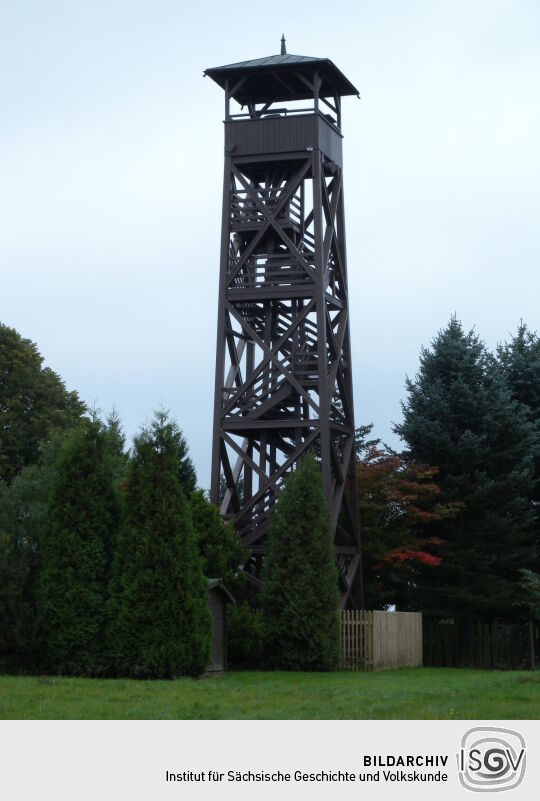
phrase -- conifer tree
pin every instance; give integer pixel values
(519, 361)
(160, 621)
(300, 596)
(219, 544)
(82, 520)
(460, 416)
(23, 516)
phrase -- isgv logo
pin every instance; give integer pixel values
(491, 759)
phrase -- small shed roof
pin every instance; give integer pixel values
(279, 78)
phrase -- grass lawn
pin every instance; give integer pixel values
(429, 693)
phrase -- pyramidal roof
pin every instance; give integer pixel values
(280, 78)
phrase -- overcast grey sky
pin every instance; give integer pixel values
(111, 173)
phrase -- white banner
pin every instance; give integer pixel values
(274, 759)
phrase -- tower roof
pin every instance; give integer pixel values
(280, 78)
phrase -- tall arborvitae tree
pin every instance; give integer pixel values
(160, 621)
(519, 361)
(23, 514)
(460, 416)
(33, 403)
(83, 517)
(300, 596)
(219, 544)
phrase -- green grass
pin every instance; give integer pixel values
(429, 693)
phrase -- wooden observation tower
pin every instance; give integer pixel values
(283, 364)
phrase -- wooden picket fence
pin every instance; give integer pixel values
(380, 640)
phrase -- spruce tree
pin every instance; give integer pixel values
(82, 519)
(519, 361)
(300, 596)
(160, 621)
(219, 544)
(460, 416)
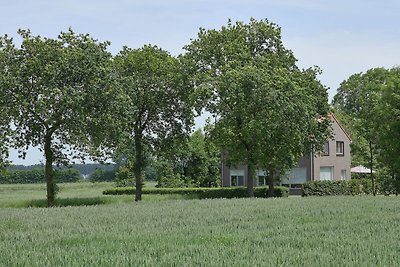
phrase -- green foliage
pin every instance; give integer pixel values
(202, 193)
(388, 124)
(155, 102)
(335, 188)
(266, 108)
(38, 176)
(195, 164)
(101, 175)
(57, 93)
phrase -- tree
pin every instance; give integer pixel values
(267, 110)
(201, 162)
(387, 127)
(356, 101)
(56, 92)
(5, 130)
(157, 102)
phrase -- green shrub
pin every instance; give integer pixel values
(203, 192)
(334, 188)
(38, 176)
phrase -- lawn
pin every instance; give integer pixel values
(71, 194)
(294, 231)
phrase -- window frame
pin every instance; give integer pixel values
(325, 149)
(341, 147)
(332, 173)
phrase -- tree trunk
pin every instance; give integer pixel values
(48, 153)
(371, 165)
(250, 180)
(271, 189)
(138, 167)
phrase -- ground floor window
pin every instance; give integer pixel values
(237, 177)
(295, 176)
(326, 173)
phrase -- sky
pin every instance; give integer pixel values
(342, 37)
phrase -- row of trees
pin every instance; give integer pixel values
(369, 105)
(70, 97)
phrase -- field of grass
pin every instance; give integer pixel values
(71, 194)
(294, 231)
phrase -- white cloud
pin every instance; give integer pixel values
(342, 53)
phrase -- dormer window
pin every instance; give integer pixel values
(339, 148)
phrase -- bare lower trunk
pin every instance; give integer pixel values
(49, 174)
(371, 166)
(138, 167)
(250, 180)
(271, 189)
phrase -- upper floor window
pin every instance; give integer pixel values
(237, 177)
(339, 148)
(325, 150)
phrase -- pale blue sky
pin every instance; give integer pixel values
(342, 37)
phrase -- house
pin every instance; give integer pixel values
(332, 164)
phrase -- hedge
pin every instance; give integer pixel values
(202, 192)
(334, 188)
(37, 176)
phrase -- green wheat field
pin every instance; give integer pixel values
(294, 231)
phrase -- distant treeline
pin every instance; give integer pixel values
(84, 169)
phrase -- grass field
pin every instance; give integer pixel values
(323, 231)
(71, 194)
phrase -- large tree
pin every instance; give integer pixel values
(267, 110)
(157, 101)
(387, 127)
(56, 93)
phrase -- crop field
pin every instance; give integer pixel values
(294, 231)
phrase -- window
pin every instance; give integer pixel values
(262, 177)
(339, 148)
(295, 176)
(237, 177)
(343, 175)
(325, 150)
(325, 173)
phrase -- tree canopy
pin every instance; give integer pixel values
(156, 102)
(268, 111)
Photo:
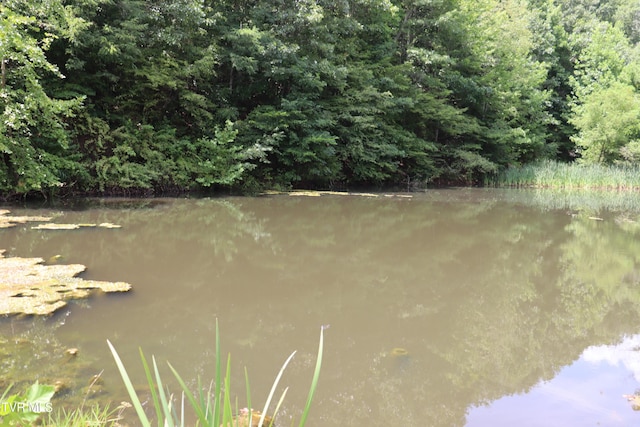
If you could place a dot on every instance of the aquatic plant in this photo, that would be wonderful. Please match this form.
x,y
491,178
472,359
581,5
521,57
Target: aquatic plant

Work instructions: Repeat everything in the records above exactly, except the pictures.

Exercise output:
phrase -- conifer tree
pin every instance; give integer pixel values
(519, 361)
(160, 621)
(300, 596)
(219, 544)
(82, 520)
(460, 416)
(23, 516)
phrase -- isgv logo
pin every instance; give integer pixel values
(491, 759)
phrase -- small shed roof
pin every instance; give integer pixel values
(279, 78)
phrase -- grass lawn
pin every instance; give integer pixel values
(429, 693)
phrase -- pyramidal roof
pin every instance; give integer pixel values
(280, 78)
phrase -- overcast grey sky
pin every instance; give integer pixel values
(111, 173)
phrase -- white banner
pin every instance; give integer pixel values
(274, 759)
phrase -- tower roof
pin every instance; give integer pixel values
(280, 78)
phrase -- tall arborvitae tree
pin every instance; give integer pixel values
(160, 621)
(519, 361)
(23, 514)
(460, 416)
(33, 403)
(83, 517)
(300, 596)
(219, 544)
phrase -- green grass
pin every instance; give integer pixel values
(429, 693)
phrase -- wooden observation tower
pin every instance; give integer pixel values
(283, 364)
phrase -- wooden picket fence
pin every instance; give integer pixel values
(380, 640)
phrase -- spruce tree
pin every instance; give integer pixel values
(82, 519)
(519, 361)
(300, 596)
(160, 621)
(219, 544)
(460, 416)
phrase -- green foliage
pin every instance; give integer pixel values
(202, 193)
(388, 124)
(155, 102)
(335, 188)
(266, 108)
(38, 176)
(195, 164)
(101, 175)
(57, 93)
phrase -- tree
pin every instance; give integer pixel values
(267, 110)
(201, 162)
(387, 127)
(356, 101)
(56, 92)
(5, 130)
(157, 102)
phrase -- green shrub
pin every instance; give integer pixel values
(203, 192)
(334, 188)
(38, 176)
phrase -- lawn
pin every instance; give integer pixel values
(71, 194)
(294, 231)
phrase -- window frame
pin every instance; give integer pixel values
(325, 149)
(341, 147)
(332, 173)
phrase -- tree trunk
pin every instance; give integer pixel values
(48, 153)
(371, 165)
(250, 180)
(271, 189)
(138, 167)
phrase -- ground floor window
pin every instance; give integer pixel values
(237, 177)
(295, 176)
(326, 173)
phrase -- sky
pin every instance; give integer pixel values
(342, 37)
phrase -- row of trees
pin every instance; give integer pixel values
(369, 105)
(70, 97)
phrase -- field of grass
pin every instance; give integer pixel values
(71, 194)
(294, 231)
phrase -- white cloud
pin every instance; give integer pixel values
(342, 53)
phrase -- dormer window
pin every instance; give integer pixel values
(339, 148)
phrase -- bare lower trunk
pin every instance; give integer pixel values
(49, 174)
(371, 166)
(138, 167)
(250, 180)
(271, 189)
phrase -- upper floor window
pin every instance; give integer pixel values
(237, 177)
(339, 148)
(325, 150)
phrase -- pale blue sky
pin every instance; give integer pixel values
(342, 37)
phrase -- house
pin every instance; give integer pixel values
(332, 164)
phrase -- hedge
pin every instance; give integer pixel values
(202, 192)
(334, 188)
(37, 176)
phrase -- green wheat field
pin every instance; give integer pixel values
(294, 231)
phrase -- distant treeline
pin every instance; give integer pixel values
(84, 169)
phrase -- grass field
pin every instance; give integer pixel values
(323, 231)
(71, 194)
phrase -- large tree
pin every instance; give integer pixel values
(267, 110)
(157, 101)
(387, 127)
(56, 93)
phrase -- crop field
pin every instance; give integer pixel values
(294, 231)
phrase -- window
pin every instance; give integer pixel values
(262, 177)
(339, 148)
(295, 176)
(237, 177)
(343, 175)
(325, 150)
(325, 173)
phrase -- tree canopy
pin every instance; give integer pixel values
(156, 102)
(268, 111)
Photo:
If you could place a dot on every instance of the aquatic plant in this photo, that would be wonderful. Please match this form.
x,y
491,178
472,359
581,5
521,57
Target: aquatic plant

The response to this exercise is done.